▶ _Prompt_: Could you copy every one of the records below word for word, omitting the pictures?
____________________
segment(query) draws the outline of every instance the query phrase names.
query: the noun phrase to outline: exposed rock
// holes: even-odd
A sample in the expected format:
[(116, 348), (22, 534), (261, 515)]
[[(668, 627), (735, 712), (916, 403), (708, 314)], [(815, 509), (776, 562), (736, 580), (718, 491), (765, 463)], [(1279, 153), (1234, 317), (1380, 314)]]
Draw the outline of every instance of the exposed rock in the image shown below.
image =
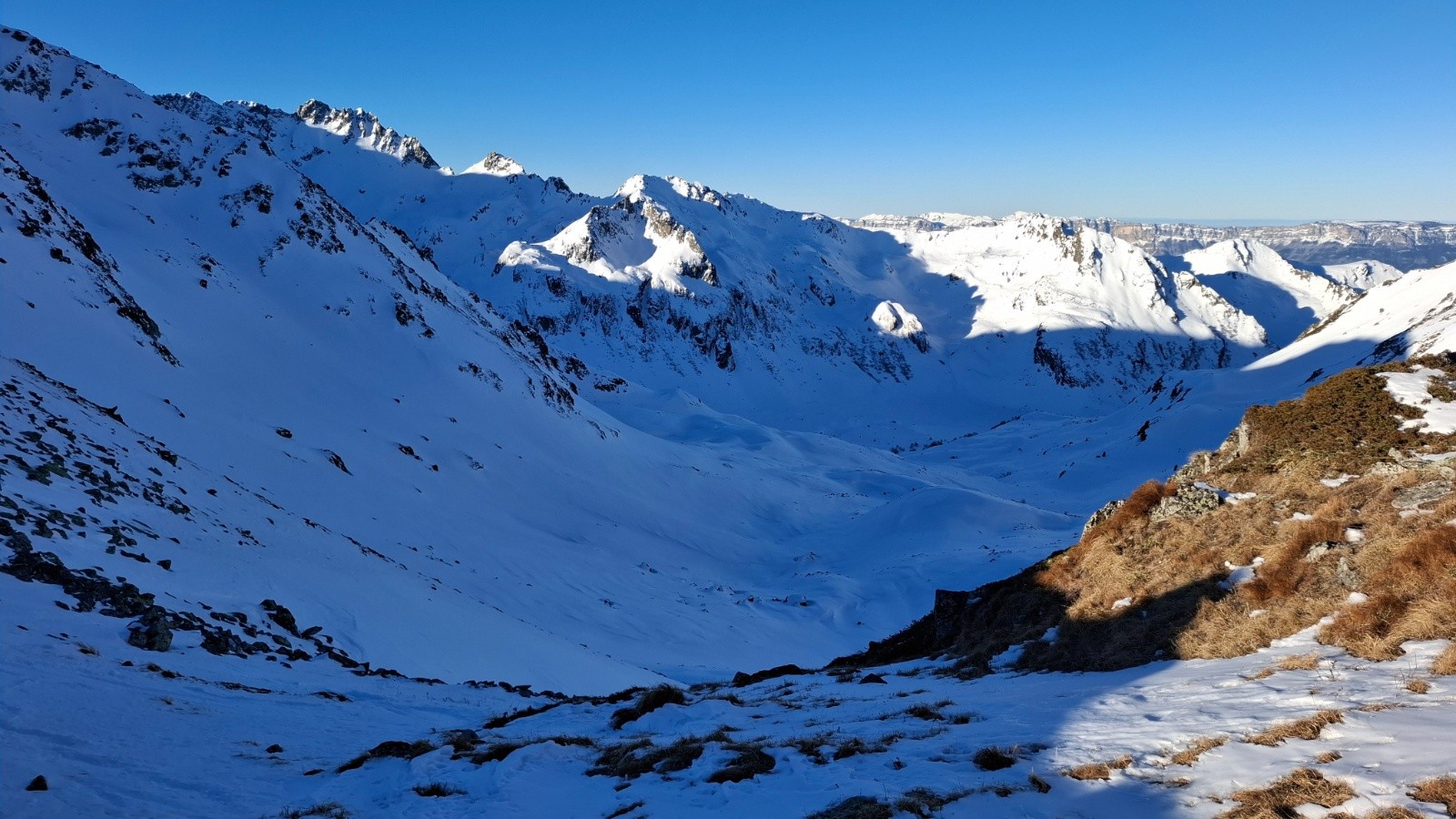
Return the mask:
[(1213, 490), (1182, 487), (1174, 497), (1160, 500), (1147, 517), (1155, 522), (1169, 517), (1198, 517), (1219, 509), (1220, 504), (1223, 498)]
[(167, 612), (162, 606), (147, 609), (135, 622), (127, 627), (130, 634), (127, 643), (146, 651), (166, 651), (172, 648), (172, 627), (167, 624)]
[(268, 612), (268, 618), (281, 625), (284, 631), (293, 635), (298, 634), (298, 621), (294, 619), (293, 612), (287, 606), (280, 605), (274, 599), (264, 600), (261, 605)]
[(738, 672), (732, 675), (732, 686), (743, 688), (745, 685), (753, 685), (756, 682), (763, 682), (766, 679), (773, 679), (778, 676), (801, 675), (801, 673), (810, 673), (810, 672), (792, 663), (786, 666), (775, 666), (772, 669), (764, 669), (761, 672), (753, 672), (753, 673)]
[(1452, 494), (1450, 481), (1427, 481), (1406, 490), (1398, 490), (1390, 506), (1396, 509), (1421, 509)]
[(1114, 512), (1123, 509), (1123, 503), (1124, 503), (1123, 498), (1117, 498), (1102, 504), (1102, 509), (1093, 512), (1092, 517), (1088, 517), (1086, 525), (1082, 526), (1082, 536), (1085, 538), (1088, 532), (1096, 529), (1108, 517), (1112, 517)]
[(1305, 563), (1319, 563), (1321, 558), (1335, 551), (1350, 554), (1350, 544), (1341, 544), (1340, 541), (1321, 541), (1309, 546), (1309, 551), (1305, 552)]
____________________
▶ _Correct answer_:
segment(query) draws the outline of every instance the query phrase names.
query: the noun phrase to outline: exposed rock
// holes: even-odd
A sample in the expected format:
[(116, 348), (22, 534), (261, 515)]
[[(668, 627), (735, 712), (916, 403), (708, 314)], [(815, 509), (776, 562), (736, 580), (718, 491), (765, 463)], [(1279, 153), (1234, 317), (1380, 314)]]
Draw the outline of every instance of the exposed rock in the image shown below.
image =
Return the mask:
[(1213, 490), (1182, 487), (1174, 497), (1160, 500), (1147, 517), (1155, 522), (1169, 517), (1198, 517), (1219, 509), (1220, 504), (1223, 498)]
[(167, 612), (162, 606), (147, 609), (135, 622), (127, 627), (130, 634), (127, 643), (146, 651), (166, 651), (172, 648), (172, 627), (167, 624)]
[(268, 612), (268, 618), (281, 625), (284, 631), (293, 635), (298, 634), (298, 621), (294, 619), (293, 612), (287, 606), (280, 605), (274, 599), (264, 600), (261, 605)]
[(738, 672), (732, 675), (732, 686), (743, 688), (745, 685), (753, 685), (756, 682), (763, 682), (766, 679), (773, 679), (778, 676), (801, 675), (801, 673), (810, 673), (810, 672), (792, 663), (786, 666), (775, 666), (772, 669), (764, 669), (761, 672), (753, 672), (753, 673)]
[(1452, 494), (1450, 481), (1427, 481), (1406, 490), (1398, 490), (1390, 506), (1396, 509), (1421, 509)]
[(1114, 512), (1123, 509), (1123, 503), (1124, 503), (1123, 498), (1117, 498), (1102, 504), (1102, 509), (1093, 512), (1092, 517), (1088, 517), (1086, 525), (1082, 526), (1082, 536), (1085, 538), (1088, 532), (1096, 529), (1108, 517), (1112, 517)]
[(1305, 563), (1319, 563), (1321, 558), (1335, 551), (1350, 554), (1350, 544), (1341, 544), (1340, 541), (1321, 541), (1309, 546), (1309, 551), (1305, 552)]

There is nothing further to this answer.